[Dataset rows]
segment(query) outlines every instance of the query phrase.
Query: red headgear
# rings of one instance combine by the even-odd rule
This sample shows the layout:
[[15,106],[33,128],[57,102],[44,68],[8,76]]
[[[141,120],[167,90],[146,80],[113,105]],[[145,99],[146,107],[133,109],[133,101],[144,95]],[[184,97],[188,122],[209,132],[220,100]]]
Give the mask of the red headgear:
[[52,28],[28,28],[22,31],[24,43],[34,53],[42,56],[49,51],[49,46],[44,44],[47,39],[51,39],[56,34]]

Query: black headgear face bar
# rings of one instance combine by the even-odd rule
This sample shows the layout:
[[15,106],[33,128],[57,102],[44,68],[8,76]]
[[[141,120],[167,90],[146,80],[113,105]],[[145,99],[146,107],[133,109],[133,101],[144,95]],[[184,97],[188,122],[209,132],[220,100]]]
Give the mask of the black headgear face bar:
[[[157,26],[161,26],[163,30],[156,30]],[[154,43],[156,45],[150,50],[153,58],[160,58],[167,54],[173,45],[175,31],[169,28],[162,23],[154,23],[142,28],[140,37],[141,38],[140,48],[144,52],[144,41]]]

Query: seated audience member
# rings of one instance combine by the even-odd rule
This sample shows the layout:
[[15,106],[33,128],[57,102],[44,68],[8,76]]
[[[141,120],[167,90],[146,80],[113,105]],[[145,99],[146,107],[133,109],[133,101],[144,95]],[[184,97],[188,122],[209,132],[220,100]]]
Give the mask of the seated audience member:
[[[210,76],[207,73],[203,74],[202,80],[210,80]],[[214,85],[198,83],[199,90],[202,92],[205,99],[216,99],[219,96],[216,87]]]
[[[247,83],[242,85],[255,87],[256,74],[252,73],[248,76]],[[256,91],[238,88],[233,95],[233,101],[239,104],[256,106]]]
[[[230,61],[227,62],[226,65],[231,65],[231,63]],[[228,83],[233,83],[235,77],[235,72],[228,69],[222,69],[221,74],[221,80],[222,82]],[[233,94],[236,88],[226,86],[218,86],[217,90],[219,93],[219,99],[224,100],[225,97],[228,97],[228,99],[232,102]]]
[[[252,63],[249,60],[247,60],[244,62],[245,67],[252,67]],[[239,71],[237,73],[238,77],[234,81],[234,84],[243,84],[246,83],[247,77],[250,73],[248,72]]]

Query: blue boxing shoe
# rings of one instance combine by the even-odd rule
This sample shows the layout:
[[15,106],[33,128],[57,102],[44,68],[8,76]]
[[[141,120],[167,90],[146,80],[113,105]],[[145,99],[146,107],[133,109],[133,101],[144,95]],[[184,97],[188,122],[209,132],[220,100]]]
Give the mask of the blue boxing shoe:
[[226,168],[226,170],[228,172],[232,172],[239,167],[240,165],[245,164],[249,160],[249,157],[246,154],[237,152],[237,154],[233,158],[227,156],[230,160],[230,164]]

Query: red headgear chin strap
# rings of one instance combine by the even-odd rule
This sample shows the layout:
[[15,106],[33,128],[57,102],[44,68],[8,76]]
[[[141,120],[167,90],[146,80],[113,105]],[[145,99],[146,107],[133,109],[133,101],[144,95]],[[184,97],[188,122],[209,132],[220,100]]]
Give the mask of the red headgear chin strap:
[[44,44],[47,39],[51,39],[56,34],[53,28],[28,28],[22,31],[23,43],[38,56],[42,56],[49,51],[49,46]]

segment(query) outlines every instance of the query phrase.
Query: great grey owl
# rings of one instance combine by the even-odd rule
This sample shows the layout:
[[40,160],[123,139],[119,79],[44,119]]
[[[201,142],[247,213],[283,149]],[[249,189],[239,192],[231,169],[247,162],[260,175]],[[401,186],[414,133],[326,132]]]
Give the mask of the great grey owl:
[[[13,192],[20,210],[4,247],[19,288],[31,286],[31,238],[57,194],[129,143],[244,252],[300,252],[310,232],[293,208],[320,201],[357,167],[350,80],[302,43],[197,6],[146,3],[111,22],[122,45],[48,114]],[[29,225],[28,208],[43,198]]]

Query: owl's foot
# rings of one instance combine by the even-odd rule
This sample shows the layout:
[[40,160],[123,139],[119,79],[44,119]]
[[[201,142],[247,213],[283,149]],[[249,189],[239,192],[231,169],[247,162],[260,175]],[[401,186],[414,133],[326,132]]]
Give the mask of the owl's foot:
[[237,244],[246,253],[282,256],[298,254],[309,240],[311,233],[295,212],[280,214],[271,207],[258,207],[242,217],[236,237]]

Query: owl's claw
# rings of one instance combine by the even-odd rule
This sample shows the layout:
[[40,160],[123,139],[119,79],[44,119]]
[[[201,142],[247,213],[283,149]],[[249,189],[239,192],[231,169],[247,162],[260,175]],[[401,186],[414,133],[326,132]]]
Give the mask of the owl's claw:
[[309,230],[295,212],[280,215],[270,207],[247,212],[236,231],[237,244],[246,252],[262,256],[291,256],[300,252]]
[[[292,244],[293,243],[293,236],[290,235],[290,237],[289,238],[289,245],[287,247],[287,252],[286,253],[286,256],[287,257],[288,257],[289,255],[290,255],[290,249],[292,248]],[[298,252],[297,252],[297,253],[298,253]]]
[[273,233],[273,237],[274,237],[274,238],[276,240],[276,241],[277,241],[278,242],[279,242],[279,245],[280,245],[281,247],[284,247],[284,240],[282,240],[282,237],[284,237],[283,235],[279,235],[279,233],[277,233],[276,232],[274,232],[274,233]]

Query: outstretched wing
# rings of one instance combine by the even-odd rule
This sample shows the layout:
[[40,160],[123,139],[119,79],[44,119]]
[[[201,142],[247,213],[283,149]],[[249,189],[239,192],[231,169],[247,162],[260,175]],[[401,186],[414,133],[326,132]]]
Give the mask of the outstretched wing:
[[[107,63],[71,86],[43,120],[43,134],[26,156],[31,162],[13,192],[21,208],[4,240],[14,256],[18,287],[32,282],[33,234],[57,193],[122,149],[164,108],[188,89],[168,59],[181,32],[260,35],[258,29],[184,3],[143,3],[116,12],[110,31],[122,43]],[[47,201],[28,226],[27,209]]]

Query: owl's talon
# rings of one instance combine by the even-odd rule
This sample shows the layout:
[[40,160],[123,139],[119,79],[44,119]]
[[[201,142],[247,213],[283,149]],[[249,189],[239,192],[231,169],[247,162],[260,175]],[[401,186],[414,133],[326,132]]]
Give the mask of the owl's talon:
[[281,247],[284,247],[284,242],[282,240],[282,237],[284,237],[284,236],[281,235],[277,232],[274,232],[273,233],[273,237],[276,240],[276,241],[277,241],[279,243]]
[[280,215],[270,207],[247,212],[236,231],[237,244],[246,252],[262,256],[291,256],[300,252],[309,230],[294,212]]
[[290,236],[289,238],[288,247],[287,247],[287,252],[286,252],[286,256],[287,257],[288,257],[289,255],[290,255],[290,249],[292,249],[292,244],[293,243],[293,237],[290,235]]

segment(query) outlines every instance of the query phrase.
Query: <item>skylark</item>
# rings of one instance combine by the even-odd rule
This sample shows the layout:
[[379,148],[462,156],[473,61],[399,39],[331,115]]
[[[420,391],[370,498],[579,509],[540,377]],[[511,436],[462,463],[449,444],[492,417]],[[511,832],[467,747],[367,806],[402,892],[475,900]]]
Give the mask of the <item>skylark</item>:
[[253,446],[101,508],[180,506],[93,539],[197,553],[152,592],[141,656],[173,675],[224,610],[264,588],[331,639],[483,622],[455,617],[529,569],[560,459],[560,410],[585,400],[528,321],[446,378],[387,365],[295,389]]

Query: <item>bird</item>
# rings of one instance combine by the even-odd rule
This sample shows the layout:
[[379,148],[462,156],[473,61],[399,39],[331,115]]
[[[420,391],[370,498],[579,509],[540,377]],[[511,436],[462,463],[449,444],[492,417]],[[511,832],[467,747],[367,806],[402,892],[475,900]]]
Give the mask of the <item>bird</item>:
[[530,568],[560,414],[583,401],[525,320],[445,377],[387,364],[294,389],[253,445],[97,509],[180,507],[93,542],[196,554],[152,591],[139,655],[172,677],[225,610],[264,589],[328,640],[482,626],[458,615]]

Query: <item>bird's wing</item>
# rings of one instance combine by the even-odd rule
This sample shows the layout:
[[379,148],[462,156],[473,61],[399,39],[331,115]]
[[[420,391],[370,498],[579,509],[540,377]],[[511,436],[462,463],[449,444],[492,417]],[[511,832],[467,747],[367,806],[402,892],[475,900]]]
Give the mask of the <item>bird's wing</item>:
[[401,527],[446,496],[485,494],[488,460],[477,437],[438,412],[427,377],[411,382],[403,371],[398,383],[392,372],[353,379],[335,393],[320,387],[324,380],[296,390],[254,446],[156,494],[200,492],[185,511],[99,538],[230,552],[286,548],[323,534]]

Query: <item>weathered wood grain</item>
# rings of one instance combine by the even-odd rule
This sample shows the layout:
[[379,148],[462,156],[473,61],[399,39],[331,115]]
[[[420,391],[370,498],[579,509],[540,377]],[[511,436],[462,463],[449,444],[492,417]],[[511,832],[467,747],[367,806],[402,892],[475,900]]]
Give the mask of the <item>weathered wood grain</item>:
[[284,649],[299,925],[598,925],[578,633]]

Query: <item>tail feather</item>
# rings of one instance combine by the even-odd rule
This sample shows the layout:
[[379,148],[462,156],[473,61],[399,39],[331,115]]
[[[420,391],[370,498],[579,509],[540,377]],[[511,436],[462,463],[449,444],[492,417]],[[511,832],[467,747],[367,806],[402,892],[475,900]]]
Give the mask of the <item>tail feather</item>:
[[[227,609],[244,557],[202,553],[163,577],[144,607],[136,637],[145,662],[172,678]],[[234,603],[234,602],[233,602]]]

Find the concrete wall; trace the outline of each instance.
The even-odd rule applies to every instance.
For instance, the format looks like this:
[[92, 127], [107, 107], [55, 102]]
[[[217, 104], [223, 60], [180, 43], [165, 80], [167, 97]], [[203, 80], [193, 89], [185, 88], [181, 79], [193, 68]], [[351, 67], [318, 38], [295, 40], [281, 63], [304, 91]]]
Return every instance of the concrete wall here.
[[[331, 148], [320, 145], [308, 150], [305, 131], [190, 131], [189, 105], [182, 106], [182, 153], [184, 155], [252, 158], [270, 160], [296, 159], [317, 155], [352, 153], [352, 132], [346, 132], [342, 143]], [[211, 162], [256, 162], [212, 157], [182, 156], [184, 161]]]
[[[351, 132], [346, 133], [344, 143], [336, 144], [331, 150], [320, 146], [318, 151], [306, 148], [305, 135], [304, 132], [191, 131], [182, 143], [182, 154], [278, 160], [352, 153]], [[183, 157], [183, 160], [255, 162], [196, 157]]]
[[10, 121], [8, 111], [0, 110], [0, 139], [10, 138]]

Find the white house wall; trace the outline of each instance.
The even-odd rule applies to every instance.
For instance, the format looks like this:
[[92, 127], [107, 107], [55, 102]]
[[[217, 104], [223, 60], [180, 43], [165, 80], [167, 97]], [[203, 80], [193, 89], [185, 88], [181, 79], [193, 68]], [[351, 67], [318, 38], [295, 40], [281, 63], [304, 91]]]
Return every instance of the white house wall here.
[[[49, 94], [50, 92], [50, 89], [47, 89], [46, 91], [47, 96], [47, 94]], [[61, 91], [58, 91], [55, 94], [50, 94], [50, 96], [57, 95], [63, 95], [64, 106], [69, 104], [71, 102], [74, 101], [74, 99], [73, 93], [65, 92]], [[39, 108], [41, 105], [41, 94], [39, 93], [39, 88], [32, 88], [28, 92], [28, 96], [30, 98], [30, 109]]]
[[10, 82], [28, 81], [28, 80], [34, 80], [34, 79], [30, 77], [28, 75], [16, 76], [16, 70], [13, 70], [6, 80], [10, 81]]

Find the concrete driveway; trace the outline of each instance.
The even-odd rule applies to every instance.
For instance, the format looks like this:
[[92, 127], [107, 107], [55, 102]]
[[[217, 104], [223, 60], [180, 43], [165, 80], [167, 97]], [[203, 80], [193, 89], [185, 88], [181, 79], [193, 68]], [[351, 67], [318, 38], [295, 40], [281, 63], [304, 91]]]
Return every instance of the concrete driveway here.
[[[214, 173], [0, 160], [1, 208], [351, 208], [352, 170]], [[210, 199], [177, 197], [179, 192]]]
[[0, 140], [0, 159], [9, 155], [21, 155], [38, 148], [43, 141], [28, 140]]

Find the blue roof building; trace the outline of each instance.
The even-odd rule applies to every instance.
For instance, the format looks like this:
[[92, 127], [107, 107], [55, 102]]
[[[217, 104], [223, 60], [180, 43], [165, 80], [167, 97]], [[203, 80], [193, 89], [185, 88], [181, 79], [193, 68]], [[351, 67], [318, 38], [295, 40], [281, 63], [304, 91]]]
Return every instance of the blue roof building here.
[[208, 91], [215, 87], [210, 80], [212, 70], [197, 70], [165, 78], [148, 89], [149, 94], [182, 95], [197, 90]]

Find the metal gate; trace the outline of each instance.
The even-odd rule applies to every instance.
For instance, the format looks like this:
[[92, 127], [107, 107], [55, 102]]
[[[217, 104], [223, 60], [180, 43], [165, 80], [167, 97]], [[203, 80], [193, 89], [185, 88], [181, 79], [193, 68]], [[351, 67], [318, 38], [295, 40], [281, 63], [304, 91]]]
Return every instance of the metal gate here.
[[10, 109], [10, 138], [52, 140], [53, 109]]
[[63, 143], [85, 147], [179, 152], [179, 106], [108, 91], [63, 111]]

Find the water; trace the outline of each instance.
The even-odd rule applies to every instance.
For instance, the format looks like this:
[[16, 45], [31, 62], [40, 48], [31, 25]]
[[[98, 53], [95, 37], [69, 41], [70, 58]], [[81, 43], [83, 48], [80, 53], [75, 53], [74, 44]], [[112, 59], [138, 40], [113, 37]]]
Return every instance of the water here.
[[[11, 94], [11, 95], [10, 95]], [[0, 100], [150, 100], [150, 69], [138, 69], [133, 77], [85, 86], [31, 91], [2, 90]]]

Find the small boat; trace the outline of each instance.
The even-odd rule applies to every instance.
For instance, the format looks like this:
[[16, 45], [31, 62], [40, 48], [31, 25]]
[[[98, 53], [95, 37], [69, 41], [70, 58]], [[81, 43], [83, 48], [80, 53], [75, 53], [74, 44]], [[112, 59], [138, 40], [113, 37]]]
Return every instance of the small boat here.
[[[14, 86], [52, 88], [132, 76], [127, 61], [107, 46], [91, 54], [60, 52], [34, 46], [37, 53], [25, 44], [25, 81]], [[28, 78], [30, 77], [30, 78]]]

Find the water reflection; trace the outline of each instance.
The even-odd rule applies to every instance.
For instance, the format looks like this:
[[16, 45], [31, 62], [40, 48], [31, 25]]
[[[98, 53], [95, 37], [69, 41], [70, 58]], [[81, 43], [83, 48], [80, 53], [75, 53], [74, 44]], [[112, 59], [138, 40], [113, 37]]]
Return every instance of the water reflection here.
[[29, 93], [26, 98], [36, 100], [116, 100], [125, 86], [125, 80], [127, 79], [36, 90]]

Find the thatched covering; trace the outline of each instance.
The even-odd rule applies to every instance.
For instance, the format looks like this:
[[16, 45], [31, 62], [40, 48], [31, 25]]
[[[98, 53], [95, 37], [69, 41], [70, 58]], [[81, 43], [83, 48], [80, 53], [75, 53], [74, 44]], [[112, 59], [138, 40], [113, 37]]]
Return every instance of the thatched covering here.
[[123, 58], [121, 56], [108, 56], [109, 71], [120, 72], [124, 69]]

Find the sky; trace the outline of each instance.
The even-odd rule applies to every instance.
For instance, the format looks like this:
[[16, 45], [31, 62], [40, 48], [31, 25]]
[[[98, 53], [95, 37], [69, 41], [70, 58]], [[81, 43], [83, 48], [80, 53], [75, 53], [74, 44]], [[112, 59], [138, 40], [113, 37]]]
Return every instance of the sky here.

> PROBLEM DESCRIPTION: Using the records above, please retype only the run of lines from the line holding "Find the small" through the last line, both ends included.

> TASK SOLUTION:
Find the small boat; trace the outline of each instance.
The even-odd rule applies to every instance.
For instance, the format looks like this:
[[16, 45], [31, 62], [40, 48], [31, 25]]
[[[98, 53], [95, 37], [69, 41], [70, 58]], [[81, 43], [83, 48], [80, 53], [75, 53], [74, 44]], [[112, 59], [138, 40], [113, 37]]]
Return every instance of the small boat here.
[[[14, 86], [52, 88], [132, 76], [127, 61], [107, 46], [91, 54], [60, 52], [34, 46], [37, 53], [25, 44], [25, 81]], [[28, 78], [30, 77], [30, 78]]]

Find the water reflection; trace the outline of each instance.
The even-odd rule applies to every instance.
For instance, the format looks like this:
[[16, 45], [31, 62], [40, 48], [31, 25]]
[[[98, 53], [95, 37], [69, 41], [70, 58]], [[81, 43], [83, 48], [80, 53], [75, 53], [74, 44]], [[112, 59], [138, 40], [113, 37]]]
Return every instance of the water reflection here.
[[29, 93], [26, 98], [36, 100], [116, 100], [125, 86], [125, 80], [127, 79], [36, 90]]

Find the thatched covering; trace the outline of each instance.
The even-odd rule applies to every instance.
For instance, the format looks like this:
[[16, 45], [31, 62], [40, 48], [31, 25]]
[[[98, 53], [95, 37], [69, 41], [70, 58]], [[81, 43], [83, 48], [80, 53], [75, 53], [74, 44]], [[112, 59], [138, 40], [113, 37]]]
Return every instance of the thatched covering here.
[[123, 58], [121, 56], [108, 56], [109, 71], [120, 72], [124, 69]]

Find the sky; trace the outline of each instance.
The even-odd rule applies to every instance.
For instance, the format looks like this:
[[16, 45], [31, 62], [40, 48], [31, 25]]
[[[98, 53], [95, 37], [69, 41], [70, 58]], [[81, 43], [83, 48], [80, 53], [75, 53], [74, 44]], [[112, 59], [138, 40], [113, 37]]]
Return every instance of the sky here.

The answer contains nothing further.